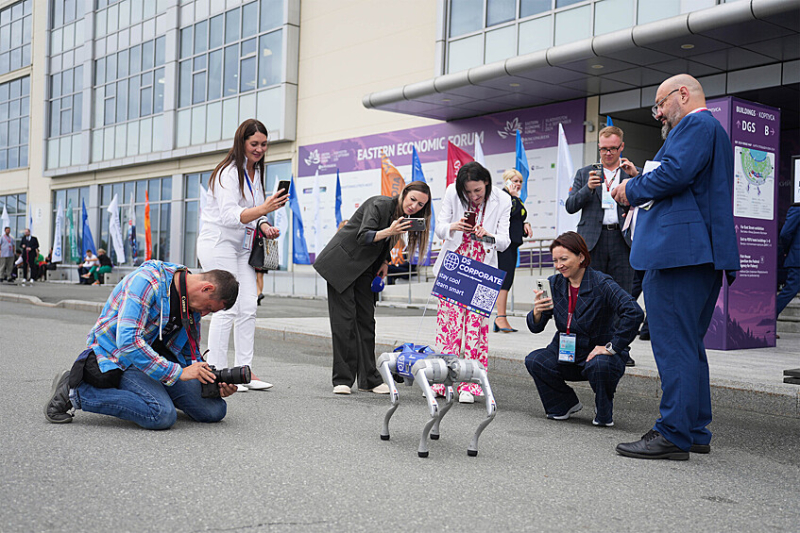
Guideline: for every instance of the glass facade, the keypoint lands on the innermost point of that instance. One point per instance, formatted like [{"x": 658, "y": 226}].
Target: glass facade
[
  {"x": 16, "y": 27},
  {"x": 484, "y": 31}
]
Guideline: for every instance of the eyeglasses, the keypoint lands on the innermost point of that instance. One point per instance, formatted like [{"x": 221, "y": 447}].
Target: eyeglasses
[
  {"x": 610, "y": 149},
  {"x": 655, "y": 108}
]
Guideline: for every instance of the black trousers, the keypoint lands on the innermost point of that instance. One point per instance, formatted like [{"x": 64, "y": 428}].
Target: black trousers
[{"x": 352, "y": 315}]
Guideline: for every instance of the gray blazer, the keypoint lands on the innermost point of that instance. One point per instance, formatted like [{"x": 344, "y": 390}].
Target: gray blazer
[
  {"x": 351, "y": 252},
  {"x": 588, "y": 202}
]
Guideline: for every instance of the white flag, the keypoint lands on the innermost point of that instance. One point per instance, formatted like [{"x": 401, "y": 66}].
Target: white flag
[
  {"x": 115, "y": 229},
  {"x": 58, "y": 252},
  {"x": 6, "y": 219},
  {"x": 479, "y": 151},
  {"x": 565, "y": 175},
  {"x": 317, "y": 217}
]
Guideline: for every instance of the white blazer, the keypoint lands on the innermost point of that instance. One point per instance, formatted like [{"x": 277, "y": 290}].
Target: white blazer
[
  {"x": 495, "y": 220},
  {"x": 225, "y": 204}
]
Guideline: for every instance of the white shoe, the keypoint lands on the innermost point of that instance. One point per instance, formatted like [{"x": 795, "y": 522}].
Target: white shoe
[
  {"x": 383, "y": 388},
  {"x": 257, "y": 384}
]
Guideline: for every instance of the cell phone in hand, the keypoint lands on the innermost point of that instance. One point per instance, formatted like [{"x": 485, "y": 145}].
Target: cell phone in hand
[
  {"x": 471, "y": 217},
  {"x": 417, "y": 224},
  {"x": 544, "y": 286}
]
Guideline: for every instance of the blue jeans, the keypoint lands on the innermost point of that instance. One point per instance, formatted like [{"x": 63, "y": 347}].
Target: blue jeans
[{"x": 148, "y": 402}]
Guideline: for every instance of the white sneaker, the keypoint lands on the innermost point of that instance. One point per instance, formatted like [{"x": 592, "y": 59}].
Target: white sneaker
[{"x": 257, "y": 384}]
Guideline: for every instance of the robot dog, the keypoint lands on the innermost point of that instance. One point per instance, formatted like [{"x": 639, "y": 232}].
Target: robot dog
[{"x": 414, "y": 363}]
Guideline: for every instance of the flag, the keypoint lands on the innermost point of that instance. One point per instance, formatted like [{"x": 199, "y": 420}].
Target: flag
[
  {"x": 479, "y": 151},
  {"x": 6, "y": 219},
  {"x": 88, "y": 241},
  {"x": 456, "y": 158},
  {"x": 299, "y": 248},
  {"x": 522, "y": 167},
  {"x": 338, "y": 200},
  {"x": 115, "y": 230},
  {"x": 317, "y": 217},
  {"x": 58, "y": 251},
  {"x": 148, "y": 237},
  {"x": 417, "y": 175},
  {"x": 132, "y": 232},
  {"x": 564, "y": 177},
  {"x": 74, "y": 253},
  {"x": 392, "y": 182}
]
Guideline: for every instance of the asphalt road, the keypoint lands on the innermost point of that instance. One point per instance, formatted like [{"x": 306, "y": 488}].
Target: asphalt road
[{"x": 297, "y": 458}]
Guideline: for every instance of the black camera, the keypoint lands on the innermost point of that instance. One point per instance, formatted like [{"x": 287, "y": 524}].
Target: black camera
[{"x": 234, "y": 376}]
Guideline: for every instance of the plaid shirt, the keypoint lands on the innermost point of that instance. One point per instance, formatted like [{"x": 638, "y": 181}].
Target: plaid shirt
[{"x": 133, "y": 318}]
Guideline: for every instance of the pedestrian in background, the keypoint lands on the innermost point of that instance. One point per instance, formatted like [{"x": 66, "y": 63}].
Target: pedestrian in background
[
  {"x": 473, "y": 222},
  {"x": 518, "y": 229},
  {"x": 350, "y": 262},
  {"x": 235, "y": 205}
]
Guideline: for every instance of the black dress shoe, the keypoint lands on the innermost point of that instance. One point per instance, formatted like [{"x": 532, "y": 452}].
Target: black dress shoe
[{"x": 652, "y": 446}]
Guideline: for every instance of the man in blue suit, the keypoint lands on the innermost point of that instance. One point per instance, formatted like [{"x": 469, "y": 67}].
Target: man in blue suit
[
  {"x": 685, "y": 240},
  {"x": 790, "y": 240}
]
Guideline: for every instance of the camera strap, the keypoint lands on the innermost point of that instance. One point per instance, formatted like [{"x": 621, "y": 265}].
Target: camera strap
[{"x": 187, "y": 318}]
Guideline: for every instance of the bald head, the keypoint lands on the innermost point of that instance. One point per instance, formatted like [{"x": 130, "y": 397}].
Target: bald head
[{"x": 676, "y": 97}]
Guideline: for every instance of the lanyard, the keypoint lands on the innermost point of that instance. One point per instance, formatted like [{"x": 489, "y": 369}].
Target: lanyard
[
  {"x": 573, "y": 300},
  {"x": 613, "y": 177},
  {"x": 187, "y": 318}
]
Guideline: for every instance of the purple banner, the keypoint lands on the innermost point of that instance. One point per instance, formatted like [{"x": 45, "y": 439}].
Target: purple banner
[
  {"x": 539, "y": 126},
  {"x": 745, "y": 312}
]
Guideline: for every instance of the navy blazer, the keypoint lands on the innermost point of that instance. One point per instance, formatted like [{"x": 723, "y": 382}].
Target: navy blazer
[
  {"x": 600, "y": 300},
  {"x": 589, "y": 203},
  {"x": 789, "y": 237},
  {"x": 691, "y": 220}
]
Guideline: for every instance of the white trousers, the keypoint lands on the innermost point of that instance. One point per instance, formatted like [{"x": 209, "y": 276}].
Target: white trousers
[{"x": 214, "y": 254}]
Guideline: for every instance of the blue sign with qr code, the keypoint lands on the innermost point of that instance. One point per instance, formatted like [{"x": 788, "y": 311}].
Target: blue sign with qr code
[{"x": 468, "y": 283}]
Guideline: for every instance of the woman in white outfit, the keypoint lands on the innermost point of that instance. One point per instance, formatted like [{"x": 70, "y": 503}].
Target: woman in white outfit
[{"x": 235, "y": 206}]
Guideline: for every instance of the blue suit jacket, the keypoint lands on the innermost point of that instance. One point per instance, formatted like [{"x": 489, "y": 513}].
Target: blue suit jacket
[
  {"x": 600, "y": 300},
  {"x": 789, "y": 237},
  {"x": 691, "y": 221}
]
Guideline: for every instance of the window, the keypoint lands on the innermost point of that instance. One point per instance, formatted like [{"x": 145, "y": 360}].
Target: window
[
  {"x": 15, "y": 36},
  {"x": 131, "y": 198},
  {"x": 14, "y": 123},
  {"x": 71, "y": 200}
]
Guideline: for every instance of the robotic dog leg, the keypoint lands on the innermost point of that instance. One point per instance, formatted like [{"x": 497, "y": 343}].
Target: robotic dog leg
[
  {"x": 425, "y": 371},
  {"x": 449, "y": 397},
  {"x": 471, "y": 371},
  {"x": 386, "y": 363}
]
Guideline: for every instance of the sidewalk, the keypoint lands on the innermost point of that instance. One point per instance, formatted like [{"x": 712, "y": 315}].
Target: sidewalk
[{"x": 744, "y": 379}]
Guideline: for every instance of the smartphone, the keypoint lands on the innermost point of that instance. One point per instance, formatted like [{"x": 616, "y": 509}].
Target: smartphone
[
  {"x": 417, "y": 224},
  {"x": 544, "y": 286},
  {"x": 471, "y": 217}
]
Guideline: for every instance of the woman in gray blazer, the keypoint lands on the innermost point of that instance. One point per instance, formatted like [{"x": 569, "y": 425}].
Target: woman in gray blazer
[{"x": 349, "y": 263}]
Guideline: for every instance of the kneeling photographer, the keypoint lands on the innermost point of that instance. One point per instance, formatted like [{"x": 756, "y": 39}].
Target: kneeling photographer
[{"x": 143, "y": 359}]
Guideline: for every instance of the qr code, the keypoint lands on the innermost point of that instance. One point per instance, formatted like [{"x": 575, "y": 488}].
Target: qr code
[{"x": 484, "y": 298}]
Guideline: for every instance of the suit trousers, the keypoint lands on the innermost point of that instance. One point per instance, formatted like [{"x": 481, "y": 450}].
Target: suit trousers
[
  {"x": 242, "y": 316},
  {"x": 680, "y": 304},
  {"x": 611, "y": 255},
  {"x": 603, "y": 373},
  {"x": 352, "y": 315}
]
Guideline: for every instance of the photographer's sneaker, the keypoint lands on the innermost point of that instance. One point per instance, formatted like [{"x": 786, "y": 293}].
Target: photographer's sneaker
[{"x": 57, "y": 408}]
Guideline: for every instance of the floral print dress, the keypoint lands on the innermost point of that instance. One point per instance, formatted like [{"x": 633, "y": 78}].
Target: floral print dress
[{"x": 459, "y": 329}]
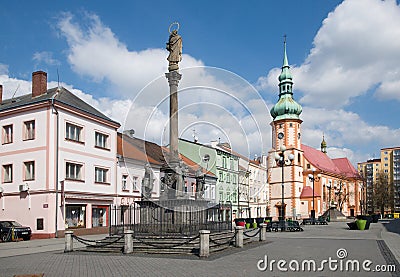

▶ [Obiettivo dichiarato] In quante righe del materiale compare la parola "woman", distinguendo tra maiuscole e minuscole? Indica soltanto il numero.

▶ [Risultato del compito] 4